= INSTRUCTION =
Find each line in the records below that contains the string "post", and copy those lines.

Part of a data file
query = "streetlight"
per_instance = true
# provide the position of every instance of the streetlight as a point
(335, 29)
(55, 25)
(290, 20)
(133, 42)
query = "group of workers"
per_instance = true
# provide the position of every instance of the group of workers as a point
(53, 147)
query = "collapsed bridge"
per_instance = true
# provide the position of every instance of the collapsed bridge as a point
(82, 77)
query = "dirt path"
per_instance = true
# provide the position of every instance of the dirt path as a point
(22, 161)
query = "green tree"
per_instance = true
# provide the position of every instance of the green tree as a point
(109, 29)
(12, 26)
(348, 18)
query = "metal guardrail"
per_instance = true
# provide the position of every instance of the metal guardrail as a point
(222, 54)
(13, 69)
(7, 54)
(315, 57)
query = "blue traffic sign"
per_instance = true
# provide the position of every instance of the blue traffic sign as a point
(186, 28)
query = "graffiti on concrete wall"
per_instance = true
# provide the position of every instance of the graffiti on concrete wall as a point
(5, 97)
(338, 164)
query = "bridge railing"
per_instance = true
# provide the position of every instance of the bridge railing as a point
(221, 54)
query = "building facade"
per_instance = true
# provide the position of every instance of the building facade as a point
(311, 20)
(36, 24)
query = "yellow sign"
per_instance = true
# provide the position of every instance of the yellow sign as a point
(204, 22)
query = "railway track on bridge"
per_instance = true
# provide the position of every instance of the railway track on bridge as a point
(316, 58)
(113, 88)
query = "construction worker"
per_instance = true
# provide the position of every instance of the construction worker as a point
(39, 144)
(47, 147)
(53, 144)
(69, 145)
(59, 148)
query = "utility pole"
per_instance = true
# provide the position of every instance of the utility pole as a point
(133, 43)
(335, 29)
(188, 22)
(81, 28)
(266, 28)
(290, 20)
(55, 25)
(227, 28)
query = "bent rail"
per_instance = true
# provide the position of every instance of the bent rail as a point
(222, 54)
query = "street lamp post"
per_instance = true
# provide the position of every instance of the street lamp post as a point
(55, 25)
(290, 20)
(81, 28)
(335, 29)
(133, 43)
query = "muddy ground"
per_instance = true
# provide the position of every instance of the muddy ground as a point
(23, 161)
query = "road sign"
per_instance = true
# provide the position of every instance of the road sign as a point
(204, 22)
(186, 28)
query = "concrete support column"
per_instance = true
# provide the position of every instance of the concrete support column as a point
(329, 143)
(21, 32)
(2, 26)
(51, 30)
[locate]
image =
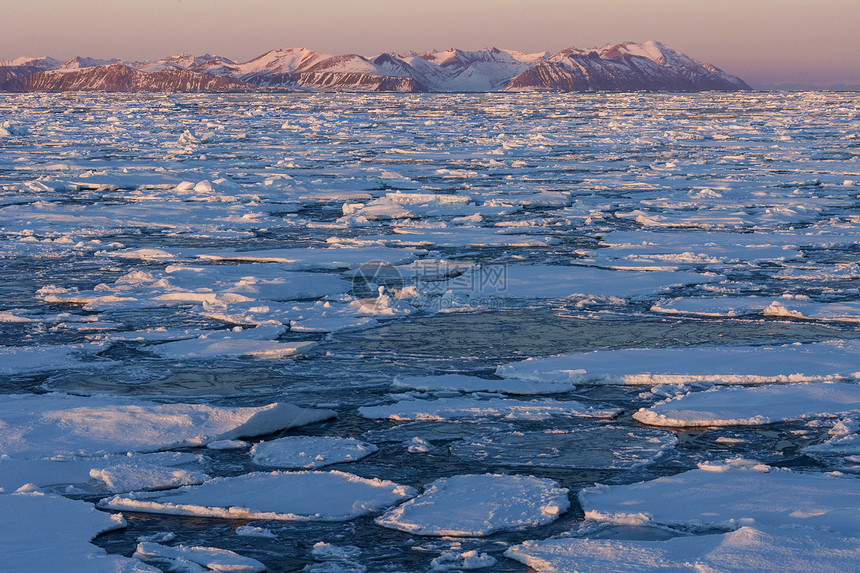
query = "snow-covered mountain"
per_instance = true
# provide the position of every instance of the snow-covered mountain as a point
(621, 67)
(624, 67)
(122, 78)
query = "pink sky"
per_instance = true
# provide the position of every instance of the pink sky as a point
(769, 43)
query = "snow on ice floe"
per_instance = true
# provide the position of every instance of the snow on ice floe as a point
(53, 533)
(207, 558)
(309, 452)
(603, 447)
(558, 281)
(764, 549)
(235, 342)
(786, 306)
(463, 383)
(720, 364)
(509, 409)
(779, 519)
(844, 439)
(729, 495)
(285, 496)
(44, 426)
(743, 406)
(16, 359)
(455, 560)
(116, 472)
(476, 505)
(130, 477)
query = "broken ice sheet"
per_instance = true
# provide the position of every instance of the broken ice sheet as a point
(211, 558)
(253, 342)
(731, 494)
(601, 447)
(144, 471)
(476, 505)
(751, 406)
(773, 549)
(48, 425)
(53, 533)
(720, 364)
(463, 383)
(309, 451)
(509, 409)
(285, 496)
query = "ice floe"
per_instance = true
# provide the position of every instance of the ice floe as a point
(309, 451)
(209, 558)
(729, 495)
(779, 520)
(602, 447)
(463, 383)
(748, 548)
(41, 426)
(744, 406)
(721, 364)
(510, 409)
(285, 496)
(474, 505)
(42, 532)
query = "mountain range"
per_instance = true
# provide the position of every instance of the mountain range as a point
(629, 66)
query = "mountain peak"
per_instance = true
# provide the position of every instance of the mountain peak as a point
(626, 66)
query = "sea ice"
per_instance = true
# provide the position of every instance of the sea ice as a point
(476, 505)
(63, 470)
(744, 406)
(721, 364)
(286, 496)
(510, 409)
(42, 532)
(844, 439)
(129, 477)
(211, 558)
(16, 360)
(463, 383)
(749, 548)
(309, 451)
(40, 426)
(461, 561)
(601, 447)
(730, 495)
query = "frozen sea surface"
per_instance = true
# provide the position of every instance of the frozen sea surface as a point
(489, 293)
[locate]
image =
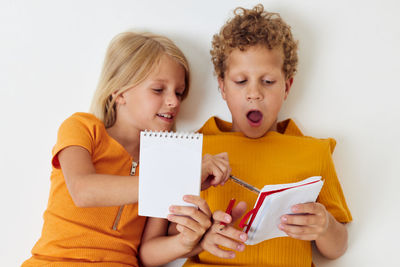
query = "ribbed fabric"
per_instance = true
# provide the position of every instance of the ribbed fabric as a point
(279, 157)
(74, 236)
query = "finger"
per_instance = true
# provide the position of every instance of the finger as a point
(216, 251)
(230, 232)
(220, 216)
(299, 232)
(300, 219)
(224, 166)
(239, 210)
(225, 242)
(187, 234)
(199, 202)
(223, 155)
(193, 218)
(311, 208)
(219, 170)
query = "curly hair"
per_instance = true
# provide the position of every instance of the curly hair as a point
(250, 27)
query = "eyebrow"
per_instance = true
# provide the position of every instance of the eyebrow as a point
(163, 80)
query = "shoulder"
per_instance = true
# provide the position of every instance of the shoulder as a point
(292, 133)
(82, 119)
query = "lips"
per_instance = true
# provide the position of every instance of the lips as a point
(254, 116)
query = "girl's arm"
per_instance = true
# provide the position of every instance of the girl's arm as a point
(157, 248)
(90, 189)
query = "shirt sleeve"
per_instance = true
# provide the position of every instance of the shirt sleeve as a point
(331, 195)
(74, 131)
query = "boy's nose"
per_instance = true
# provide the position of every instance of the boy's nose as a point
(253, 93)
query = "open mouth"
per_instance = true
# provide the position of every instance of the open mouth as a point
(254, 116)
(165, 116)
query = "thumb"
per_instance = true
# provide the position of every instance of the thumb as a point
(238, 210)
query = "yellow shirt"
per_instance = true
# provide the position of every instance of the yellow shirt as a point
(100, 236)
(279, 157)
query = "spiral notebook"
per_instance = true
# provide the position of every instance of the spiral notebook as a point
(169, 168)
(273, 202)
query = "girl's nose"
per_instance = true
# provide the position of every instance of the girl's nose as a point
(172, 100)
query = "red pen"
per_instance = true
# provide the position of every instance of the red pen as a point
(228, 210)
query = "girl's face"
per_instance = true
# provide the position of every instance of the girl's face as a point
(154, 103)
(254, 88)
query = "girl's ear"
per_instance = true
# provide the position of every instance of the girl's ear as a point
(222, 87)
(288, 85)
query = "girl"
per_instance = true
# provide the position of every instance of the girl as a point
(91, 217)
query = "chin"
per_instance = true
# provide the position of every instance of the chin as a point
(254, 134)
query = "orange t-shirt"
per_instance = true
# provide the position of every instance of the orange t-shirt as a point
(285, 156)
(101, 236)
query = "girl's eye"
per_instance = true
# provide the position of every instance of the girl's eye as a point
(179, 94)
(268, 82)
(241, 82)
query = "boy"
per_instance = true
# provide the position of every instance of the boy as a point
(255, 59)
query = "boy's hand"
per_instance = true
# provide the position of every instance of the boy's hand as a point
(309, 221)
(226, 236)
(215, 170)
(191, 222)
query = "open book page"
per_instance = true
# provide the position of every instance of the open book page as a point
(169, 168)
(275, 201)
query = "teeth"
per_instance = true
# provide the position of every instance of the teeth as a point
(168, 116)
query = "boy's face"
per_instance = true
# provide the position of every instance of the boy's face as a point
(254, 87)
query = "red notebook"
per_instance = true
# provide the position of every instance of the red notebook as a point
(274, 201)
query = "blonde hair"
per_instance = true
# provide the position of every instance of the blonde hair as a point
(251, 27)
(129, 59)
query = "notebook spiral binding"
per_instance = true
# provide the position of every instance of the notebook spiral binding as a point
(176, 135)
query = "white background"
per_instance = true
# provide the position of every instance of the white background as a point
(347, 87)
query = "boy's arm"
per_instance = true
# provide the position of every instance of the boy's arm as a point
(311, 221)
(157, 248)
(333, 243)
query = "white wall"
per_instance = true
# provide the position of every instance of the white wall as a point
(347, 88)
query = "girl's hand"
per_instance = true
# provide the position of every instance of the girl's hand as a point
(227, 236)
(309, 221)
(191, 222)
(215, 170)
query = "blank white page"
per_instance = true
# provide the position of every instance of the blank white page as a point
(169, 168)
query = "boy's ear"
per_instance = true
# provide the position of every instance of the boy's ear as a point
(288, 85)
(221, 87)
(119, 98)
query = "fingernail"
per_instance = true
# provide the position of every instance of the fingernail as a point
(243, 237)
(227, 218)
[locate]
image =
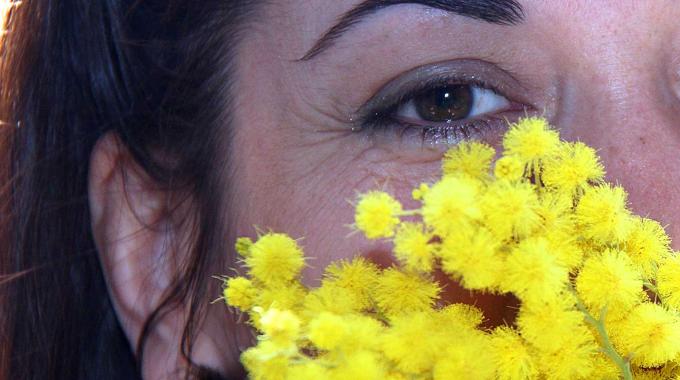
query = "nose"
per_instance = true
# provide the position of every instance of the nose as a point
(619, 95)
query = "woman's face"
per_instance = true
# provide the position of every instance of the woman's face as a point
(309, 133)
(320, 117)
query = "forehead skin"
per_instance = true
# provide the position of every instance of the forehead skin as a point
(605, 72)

---

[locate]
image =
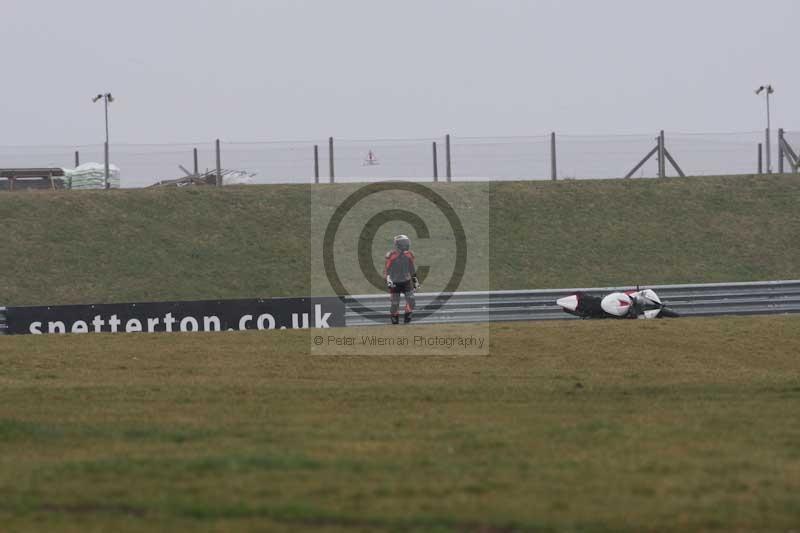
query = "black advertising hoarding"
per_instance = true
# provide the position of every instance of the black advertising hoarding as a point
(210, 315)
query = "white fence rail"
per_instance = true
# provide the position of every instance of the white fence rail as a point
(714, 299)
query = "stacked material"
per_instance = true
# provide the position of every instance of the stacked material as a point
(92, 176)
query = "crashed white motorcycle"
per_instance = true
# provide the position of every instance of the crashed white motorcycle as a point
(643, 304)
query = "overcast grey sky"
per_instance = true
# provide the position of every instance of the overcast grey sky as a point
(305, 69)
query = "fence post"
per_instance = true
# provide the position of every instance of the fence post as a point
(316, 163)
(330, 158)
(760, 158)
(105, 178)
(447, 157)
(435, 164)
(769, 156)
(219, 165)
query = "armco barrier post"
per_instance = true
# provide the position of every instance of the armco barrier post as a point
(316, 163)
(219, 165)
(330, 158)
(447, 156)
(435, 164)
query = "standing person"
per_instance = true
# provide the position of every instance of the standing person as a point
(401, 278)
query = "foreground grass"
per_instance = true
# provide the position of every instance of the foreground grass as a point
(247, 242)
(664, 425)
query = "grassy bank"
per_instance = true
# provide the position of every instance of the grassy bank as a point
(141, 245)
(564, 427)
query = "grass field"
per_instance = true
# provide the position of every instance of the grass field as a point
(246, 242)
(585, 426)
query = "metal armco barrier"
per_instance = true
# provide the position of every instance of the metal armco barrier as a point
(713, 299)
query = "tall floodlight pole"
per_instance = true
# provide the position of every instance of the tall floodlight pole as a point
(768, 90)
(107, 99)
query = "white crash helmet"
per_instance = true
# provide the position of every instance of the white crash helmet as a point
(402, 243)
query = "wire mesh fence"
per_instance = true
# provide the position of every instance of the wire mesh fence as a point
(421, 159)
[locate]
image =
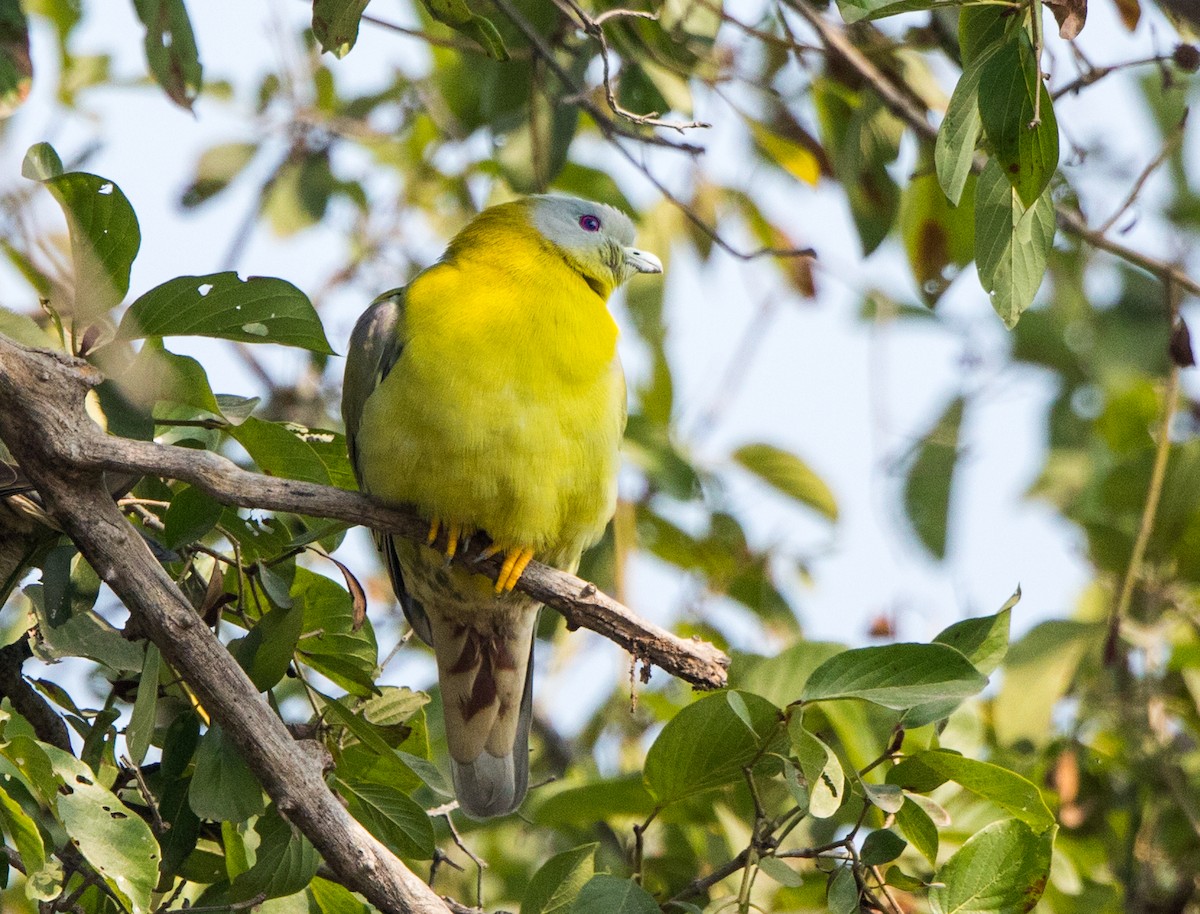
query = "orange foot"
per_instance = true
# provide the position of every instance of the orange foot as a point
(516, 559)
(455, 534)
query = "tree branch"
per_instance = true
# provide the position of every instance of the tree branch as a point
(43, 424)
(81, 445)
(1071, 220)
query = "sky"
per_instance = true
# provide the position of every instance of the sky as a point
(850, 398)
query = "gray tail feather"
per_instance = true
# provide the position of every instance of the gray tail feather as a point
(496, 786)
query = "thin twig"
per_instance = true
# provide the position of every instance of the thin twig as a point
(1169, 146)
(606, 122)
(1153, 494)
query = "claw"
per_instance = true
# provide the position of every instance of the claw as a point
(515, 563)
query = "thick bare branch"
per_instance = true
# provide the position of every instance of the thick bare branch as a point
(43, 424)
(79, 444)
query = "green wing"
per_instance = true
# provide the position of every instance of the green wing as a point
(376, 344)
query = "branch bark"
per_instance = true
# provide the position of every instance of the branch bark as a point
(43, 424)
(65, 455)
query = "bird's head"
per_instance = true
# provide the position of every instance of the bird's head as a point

= ANSWER TO THIS EXERCISE =
query = "street lamp post"
# provide the position of every instance of the street lamp post as a point
query = "fence post"
# provide the position of every instance of the fence post as a point
query = "armco barrier post"
# provide the position of every instance of the armco barrier post as a point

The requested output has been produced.